» Given data
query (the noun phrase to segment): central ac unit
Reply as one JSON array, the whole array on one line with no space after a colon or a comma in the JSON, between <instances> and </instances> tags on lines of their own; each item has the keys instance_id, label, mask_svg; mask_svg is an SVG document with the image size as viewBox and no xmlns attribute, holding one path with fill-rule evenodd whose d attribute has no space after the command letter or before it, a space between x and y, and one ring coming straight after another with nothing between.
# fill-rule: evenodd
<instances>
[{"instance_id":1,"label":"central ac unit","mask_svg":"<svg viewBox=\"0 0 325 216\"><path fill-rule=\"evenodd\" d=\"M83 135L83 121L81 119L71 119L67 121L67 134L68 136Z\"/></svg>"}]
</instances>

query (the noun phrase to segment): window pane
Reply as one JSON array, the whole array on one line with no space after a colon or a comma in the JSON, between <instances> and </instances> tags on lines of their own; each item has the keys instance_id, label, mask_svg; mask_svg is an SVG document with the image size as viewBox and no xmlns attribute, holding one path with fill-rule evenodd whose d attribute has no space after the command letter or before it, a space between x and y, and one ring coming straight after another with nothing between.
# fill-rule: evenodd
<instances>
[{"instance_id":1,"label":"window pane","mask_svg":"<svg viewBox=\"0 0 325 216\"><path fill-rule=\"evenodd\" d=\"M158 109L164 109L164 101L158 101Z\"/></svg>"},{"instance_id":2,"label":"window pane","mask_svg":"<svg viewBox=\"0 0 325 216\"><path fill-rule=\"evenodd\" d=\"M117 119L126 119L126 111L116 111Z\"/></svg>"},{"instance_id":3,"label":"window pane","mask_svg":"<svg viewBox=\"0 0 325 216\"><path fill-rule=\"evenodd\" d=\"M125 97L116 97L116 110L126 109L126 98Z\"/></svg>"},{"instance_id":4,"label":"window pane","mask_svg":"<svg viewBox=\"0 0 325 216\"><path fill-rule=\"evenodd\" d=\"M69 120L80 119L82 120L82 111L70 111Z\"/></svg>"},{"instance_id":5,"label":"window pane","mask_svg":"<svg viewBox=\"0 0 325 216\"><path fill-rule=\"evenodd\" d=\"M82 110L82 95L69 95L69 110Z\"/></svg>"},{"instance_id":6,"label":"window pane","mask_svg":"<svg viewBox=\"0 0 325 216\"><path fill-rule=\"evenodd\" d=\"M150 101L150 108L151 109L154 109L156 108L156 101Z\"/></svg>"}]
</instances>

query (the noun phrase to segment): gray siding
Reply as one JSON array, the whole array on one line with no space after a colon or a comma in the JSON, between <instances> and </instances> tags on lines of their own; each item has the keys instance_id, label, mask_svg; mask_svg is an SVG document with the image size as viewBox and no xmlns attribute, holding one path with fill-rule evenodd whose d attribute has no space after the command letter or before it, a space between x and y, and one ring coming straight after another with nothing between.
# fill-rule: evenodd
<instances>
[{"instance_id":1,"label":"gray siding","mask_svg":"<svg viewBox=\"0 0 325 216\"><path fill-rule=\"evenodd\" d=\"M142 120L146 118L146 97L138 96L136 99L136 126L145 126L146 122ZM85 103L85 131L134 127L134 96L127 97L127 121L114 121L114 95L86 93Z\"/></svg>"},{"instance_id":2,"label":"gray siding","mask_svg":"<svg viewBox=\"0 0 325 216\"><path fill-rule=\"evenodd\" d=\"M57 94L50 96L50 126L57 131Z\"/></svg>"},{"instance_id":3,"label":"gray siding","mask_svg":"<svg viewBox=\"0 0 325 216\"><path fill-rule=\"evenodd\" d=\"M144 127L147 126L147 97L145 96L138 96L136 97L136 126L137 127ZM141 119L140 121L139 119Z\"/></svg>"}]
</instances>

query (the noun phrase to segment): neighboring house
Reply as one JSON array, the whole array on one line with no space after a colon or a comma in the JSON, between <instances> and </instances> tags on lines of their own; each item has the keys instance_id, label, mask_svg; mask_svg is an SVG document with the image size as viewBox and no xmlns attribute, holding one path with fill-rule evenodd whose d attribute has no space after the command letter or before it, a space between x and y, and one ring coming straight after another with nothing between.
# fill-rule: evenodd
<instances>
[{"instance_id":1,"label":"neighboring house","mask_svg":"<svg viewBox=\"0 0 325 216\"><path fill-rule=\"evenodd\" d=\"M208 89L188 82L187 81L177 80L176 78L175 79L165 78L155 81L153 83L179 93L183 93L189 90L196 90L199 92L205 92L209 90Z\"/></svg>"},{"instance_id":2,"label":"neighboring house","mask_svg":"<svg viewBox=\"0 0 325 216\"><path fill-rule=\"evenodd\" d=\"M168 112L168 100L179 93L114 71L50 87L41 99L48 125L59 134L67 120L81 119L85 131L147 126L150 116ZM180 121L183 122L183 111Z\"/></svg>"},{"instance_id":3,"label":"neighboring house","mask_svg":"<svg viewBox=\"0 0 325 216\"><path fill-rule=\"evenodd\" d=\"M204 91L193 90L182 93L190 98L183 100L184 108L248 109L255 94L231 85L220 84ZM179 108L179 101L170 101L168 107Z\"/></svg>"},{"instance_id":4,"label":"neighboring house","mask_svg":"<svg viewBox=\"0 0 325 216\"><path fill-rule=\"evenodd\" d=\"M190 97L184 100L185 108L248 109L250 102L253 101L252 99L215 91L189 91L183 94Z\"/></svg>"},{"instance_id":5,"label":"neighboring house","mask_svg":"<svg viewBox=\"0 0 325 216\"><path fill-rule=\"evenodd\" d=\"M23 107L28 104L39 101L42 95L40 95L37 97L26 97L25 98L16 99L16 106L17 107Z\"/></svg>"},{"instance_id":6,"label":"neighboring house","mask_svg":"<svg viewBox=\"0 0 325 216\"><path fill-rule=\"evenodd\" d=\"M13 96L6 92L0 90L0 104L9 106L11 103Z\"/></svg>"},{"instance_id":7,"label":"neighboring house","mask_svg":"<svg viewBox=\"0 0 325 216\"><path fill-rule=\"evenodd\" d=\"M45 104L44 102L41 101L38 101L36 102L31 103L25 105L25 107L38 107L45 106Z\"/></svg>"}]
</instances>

» Problem description
Select every line of the items that contains the word "house" and copy each one out in full.

» Final result
query (the noun phrase to segment): neighboring house
[{"instance_id":1,"label":"neighboring house","mask_svg":"<svg viewBox=\"0 0 325 216\"><path fill-rule=\"evenodd\" d=\"M208 89L188 82L187 81L177 80L176 78L175 79L165 78L155 81L153 83L179 93L183 93L189 90L196 90L199 92L205 92L209 90Z\"/></svg>"},{"instance_id":2,"label":"neighboring house","mask_svg":"<svg viewBox=\"0 0 325 216\"><path fill-rule=\"evenodd\" d=\"M168 112L168 100L179 93L114 71L50 87L41 99L48 125L59 134L67 120L81 119L85 131L147 126L150 116ZM180 121L183 122L183 111Z\"/></svg>"},{"instance_id":3,"label":"neighboring house","mask_svg":"<svg viewBox=\"0 0 325 216\"><path fill-rule=\"evenodd\" d=\"M204 91L193 90L182 93L190 98L183 100L184 108L248 109L255 94L231 85L220 84ZM179 108L179 101L170 101L168 107Z\"/></svg>"},{"instance_id":4,"label":"neighboring house","mask_svg":"<svg viewBox=\"0 0 325 216\"><path fill-rule=\"evenodd\" d=\"M190 97L184 100L185 108L248 109L250 102L253 101L252 99L215 91L189 91L183 94Z\"/></svg>"},{"instance_id":5,"label":"neighboring house","mask_svg":"<svg viewBox=\"0 0 325 216\"><path fill-rule=\"evenodd\" d=\"M23 107L28 104L39 101L42 95L40 95L37 97L26 97L25 98L16 99L16 106L17 107Z\"/></svg>"},{"instance_id":6,"label":"neighboring house","mask_svg":"<svg viewBox=\"0 0 325 216\"><path fill-rule=\"evenodd\" d=\"M13 96L6 92L0 90L0 104L9 106L11 103Z\"/></svg>"},{"instance_id":7,"label":"neighboring house","mask_svg":"<svg viewBox=\"0 0 325 216\"><path fill-rule=\"evenodd\" d=\"M45 104L44 102L41 101L38 101L36 102L31 103L25 105L25 107L38 107L45 106Z\"/></svg>"}]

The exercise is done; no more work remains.